(Stored data entries)
+++++

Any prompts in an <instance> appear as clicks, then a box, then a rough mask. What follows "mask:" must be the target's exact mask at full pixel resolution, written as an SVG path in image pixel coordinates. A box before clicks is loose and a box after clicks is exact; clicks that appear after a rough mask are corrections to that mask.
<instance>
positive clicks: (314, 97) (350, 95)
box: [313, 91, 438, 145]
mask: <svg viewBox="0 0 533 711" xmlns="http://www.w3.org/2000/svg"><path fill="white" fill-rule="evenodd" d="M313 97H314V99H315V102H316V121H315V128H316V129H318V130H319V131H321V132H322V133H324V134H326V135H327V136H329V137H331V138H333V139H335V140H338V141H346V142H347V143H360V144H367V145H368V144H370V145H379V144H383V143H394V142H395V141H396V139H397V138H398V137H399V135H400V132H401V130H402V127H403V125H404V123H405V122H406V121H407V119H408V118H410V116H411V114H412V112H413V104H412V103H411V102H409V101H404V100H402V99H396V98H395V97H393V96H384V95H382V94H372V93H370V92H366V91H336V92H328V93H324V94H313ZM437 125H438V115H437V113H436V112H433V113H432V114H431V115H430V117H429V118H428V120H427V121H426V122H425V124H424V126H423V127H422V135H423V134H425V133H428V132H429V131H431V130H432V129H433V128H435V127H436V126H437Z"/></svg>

+++++

Collect every line from the records above that contains the word "clicks".

### SOLUTION BELOW
Any prompts in an <instance> appear as clicks, then a box, then a rough mask. What follows "mask:" must be the target's exact mask at full pixel resolution, written as an SVG path in image pixel coordinates. A box before clicks is loose and a box after clicks is exact; clicks that appear after a rough mask are corrections to that mask.
positive clicks: (314, 97) (350, 95)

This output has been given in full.